**TAREAS PENDIENTES**:
**a.** Actualiza el texto sobre capitalismo y conciertos: reproduce el pasaje entre "El capitalismo es" y "es mala suerte.", ambos incluidos, y pon "recital" en lugar de "concierto".
**b.** Prolonga el texto sobre capitalismo y conciertos a partir de su última frase.
___ FRAGMENTO DE PÁGINA
El capitalismo es una rueda gigante que gira y aplasta, gira y aplasta, cada vez más y cada vez más rápido, en la cultura y en todo lo demás. Podemos quejarnos de la locura de planificar un concierto a año y medio vista, pero, si no se agotasen las entradas, no lo programarían. La cuestión es que ahí estamos todos. Mientras, el artista que llenará recintos en un par de años toca este finde en la Cueva o el próximo en la Josa, y está jodido porque todavía no se ha vendido ni la mitad. Ya ha pasado: si todo el mundo que dice haber visto a Vetusta Morla en el Ávalon hubiese estado allí, se habrían vendido entradas como para llenar cinco Rivieras. Aunque ya se cuente casi como una leyenda urbana indie zamorana, el concierto fue real, pero creo que soy la única que faltó ese día. Ya es mala suerte.
______
___ ENTRADAS EXTRAÍDAS
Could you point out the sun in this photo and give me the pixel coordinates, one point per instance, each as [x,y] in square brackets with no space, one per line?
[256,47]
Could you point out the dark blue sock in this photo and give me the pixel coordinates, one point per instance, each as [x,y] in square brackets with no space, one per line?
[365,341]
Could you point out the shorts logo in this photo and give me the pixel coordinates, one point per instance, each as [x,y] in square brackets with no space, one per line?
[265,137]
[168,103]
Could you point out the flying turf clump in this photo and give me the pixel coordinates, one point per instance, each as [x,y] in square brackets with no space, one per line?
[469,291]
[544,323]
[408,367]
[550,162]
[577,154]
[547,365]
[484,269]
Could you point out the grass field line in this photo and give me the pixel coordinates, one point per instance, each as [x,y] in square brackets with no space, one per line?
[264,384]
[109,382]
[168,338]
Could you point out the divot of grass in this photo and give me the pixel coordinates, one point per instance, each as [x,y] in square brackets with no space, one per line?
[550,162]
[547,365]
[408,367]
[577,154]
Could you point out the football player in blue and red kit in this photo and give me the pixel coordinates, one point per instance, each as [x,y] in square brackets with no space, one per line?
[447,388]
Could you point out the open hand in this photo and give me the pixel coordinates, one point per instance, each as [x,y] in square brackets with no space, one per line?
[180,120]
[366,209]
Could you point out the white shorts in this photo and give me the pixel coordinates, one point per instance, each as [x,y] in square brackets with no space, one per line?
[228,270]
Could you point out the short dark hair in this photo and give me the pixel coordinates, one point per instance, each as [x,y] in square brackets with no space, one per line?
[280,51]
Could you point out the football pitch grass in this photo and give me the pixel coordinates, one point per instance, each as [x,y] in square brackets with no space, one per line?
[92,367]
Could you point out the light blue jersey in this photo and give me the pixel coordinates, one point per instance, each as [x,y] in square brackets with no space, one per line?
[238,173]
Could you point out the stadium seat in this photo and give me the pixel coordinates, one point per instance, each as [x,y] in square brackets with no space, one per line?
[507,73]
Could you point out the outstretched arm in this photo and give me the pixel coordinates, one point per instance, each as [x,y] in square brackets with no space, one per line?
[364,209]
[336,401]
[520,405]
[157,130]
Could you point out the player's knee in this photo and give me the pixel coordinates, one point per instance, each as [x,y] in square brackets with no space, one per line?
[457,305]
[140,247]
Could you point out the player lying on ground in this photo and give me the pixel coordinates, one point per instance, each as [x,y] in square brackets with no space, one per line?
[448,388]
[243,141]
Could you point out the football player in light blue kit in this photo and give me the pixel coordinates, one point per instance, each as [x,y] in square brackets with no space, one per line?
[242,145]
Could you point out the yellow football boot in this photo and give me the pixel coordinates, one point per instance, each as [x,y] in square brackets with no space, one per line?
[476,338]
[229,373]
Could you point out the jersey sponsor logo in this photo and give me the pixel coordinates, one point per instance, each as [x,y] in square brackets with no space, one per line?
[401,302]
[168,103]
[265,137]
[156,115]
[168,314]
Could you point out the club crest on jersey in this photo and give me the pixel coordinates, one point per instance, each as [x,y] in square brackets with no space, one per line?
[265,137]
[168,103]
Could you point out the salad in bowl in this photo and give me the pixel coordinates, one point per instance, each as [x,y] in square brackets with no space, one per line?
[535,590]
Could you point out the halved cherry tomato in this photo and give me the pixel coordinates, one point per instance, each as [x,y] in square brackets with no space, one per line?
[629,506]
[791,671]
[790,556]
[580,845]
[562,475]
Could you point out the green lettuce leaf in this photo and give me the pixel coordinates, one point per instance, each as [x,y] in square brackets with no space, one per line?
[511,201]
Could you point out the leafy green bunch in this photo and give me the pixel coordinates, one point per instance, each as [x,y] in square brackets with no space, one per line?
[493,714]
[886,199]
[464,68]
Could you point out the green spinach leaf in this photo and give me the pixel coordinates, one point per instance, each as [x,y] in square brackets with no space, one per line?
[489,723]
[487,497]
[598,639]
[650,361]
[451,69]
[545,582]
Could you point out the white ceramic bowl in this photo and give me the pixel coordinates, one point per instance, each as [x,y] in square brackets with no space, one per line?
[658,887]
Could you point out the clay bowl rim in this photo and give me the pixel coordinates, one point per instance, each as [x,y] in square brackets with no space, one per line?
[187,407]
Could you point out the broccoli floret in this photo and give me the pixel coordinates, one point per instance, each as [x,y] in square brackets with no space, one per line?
______
**LISTA DE RESPUESTAS**:
**a.**
El capitalismo es una rueda gigante que gira y aplasta, gira y aplasta, cada vez más y cada vez más rápido, en la cultura y en todo lo demás. Podemos quejarnos de la locura de planificar un recital a año y medio vista, pero, si no se agotasen las entradas, no lo programarían. La cuestión es que ahí estamos todos. Mientras, el artista que llenará recintos en un par de años toca este finde en la Cueva o el próximo en la Josa, y está jodido porque todavía no se ha vendido ni la mitad. Ya ha pasado: si todo el mundo que dice haber visto a Vetusta Morla en el Ávalon hubiese estado allí, se habrían vendido entradas como para llenar cinco Rivieras. Aunque ya se cuente casi como una leyenda urbana indie zamorana, el recital fue real, pero creo que soy la única que faltó ese día. Ya es mala suerte.

**b.**
Decía el filósofo Mark Fisher que es más fácil imaginar el fin del mundo que el fin del capitalismo. Cada vez que pasa algo como lo de Dani Martín, las redes se llenan de críticas y penas sobre lo terrible del modelo de consumo masivo de la industria musical. Cuando cierra una sala, nos rasgamos las vestiduras en masa con el cómo pudo pasar. Sorpresa: aunque parezca mentira, de las stories y los tuits subrayando cuánto nos gusta la música no viven ni artistas, ni promotores, ni técnicos. Si solo vas a macrofestivales –ese tema lo dejo para otra columna– y no pisas una sala ni por casualidad, quizá es que tanto no te gusta.
No hay nada más zamorano que valorar más lo de fuera que lo que tenemos aquí, –también da para otra columna– pero además de gente con ganas y alma como quienes están detrás de Let Zed, Colectivo 49 y tantas otras organizaciones culturales, tenemos la suerte de contar con Óscar y con Álvaro, los capitanes de dos lugares maravillosos como el Ávalon o La Cueva, que se dejan la piel por seguir trayendo música en directo a esta ciudad. Y, por si no bastase con eso, son unos excelentes ojeadores: tienes la oportunidad de decirle a tus colegas que viste a los próximos Arde Bogotá cuando aún no eran cabeza de cartel, solo pásate por allí un día y prueba suerte, que las probabilidades de que te toque la lotería son altas. Y sin esperar un año y medio.
PD: Este fin de semana en el WiZink toca Bely Basarte, que viene a Zamora en un par de meses. Por lo de que aquí nunca pasa nada y esas cosas.